• _Your instructions_:
Rewrite these lines with "in this picture" replaced by "in this image" everywhere and all else unchanged, leaving the pictures out.

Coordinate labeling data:
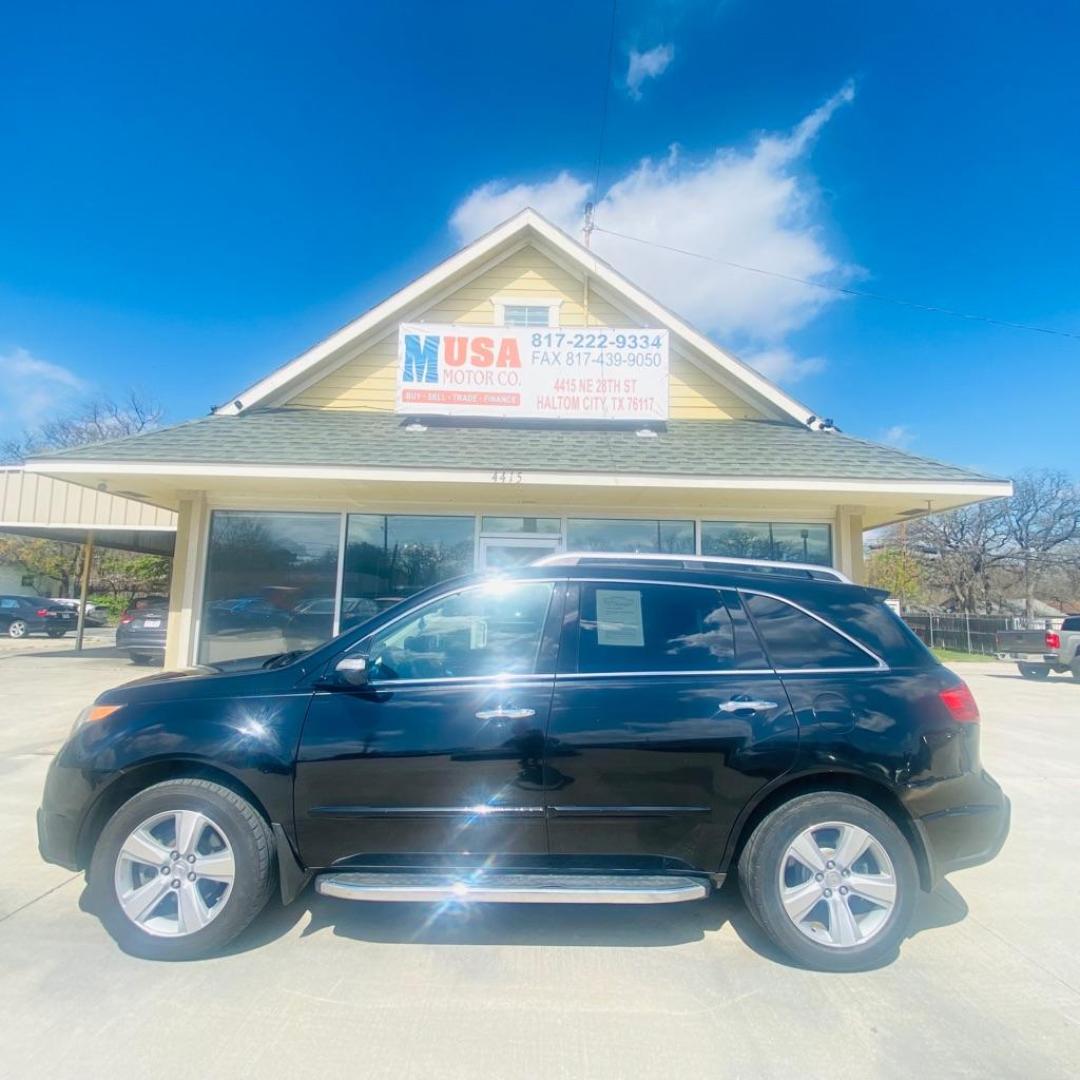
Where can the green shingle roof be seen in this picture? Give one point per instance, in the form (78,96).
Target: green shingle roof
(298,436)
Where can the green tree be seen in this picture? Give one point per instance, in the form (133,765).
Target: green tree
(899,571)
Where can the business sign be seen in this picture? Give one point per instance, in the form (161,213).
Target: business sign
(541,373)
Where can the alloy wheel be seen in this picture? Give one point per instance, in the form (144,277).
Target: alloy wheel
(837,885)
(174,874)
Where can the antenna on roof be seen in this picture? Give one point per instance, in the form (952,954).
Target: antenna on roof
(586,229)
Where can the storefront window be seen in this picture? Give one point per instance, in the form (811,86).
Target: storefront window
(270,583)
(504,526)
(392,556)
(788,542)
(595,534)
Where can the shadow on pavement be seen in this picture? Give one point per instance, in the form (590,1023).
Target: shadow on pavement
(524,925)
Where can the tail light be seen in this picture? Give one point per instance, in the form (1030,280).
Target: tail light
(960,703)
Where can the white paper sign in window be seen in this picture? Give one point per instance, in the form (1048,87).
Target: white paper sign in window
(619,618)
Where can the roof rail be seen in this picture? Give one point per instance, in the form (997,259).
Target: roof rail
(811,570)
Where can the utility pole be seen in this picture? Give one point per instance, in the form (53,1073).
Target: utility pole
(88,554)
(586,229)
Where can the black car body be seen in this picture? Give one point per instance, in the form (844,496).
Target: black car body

• _Output for this exercise_:
Where can the green shingle roof be seen in this image? Give one point per instance, in the form (78,96).
Target: green shingle roof
(298,436)
Where can the green tree be seen in this image? Give one point per instance, in the form (133,765).
Target: green tree
(899,571)
Where can the business sign be seen in this image? Give one point per instance, in the form (161,213).
Target: business sign
(541,373)
Where can the alloy wheel be seen in this image? Give one point per instance, in the form (144,277).
Target: alloy wheel
(837,885)
(174,874)
Where can the antenna on roof be seen in this image? Give one point per instance, in the form (952,954).
Target: antenna on roof
(586,229)
Where can the storefront window be seen in this image? Give one point per instance, in the form (811,86).
Target: storefront window
(270,583)
(504,526)
(392,556)
(788,542)
(595,534)
Where can the shadow on pavement be seen in this image? Give one point per instance, in the form (590,1023).
Target: shadow on pavement
(524,925)
Where can the tail light be seen in this image? Give one point per instance, in the form (1030,280).
Target: tail light
(960,703)
Where can the white paper sign in window be seen in this image? Give one point per instance, in the form (1048,87).
Target: white paper sign in window
(619,618)
Where can the roof rail be seen in this image? Give one point per instance, in the form (997,259).
Target: roof rail
(811,570)
Where can the utility pole be seen in this image? Give one point per instance, in the form (53,1073).
Target: utility pole
(88,554)
(586,229)
Where can the black car body be seen in this image? Give one point per instance, in the form (844,496).
Target: black car body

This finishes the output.